Your task =>
Print the full listing once more, exactly as given.

Supplied records =>
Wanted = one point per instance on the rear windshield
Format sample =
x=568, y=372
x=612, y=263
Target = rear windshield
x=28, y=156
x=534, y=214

Solution to this problem =>
Wanted = one point per instance on the rear windshield
Format sample =
x=568, y=372
x=612, y=263
Target = rear windshield
x=28, y=156
x=534, y=214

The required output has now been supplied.